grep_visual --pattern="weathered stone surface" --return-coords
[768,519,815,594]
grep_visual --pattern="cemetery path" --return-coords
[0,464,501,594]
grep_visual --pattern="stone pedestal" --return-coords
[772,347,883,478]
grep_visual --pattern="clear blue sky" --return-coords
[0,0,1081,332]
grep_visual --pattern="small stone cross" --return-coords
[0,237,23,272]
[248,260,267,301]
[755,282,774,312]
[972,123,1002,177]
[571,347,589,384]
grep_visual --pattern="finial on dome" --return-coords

·····

Extract every line above that contains the string "return", matching case exactly.

• CORRECT RESPONSE
grep_visual --pattern="weathered stone surface" --return-coords
grep_visual --pattern="cemetery path" --return-coords
grep_visual --pattern="stone pedestal" --return-coords
grep_visual --pattern="clear blue sky" --return-coords
grep_visual --pattern="small stone cross" --return-coords
grep_visual --pattern="finial on dome" --return-coords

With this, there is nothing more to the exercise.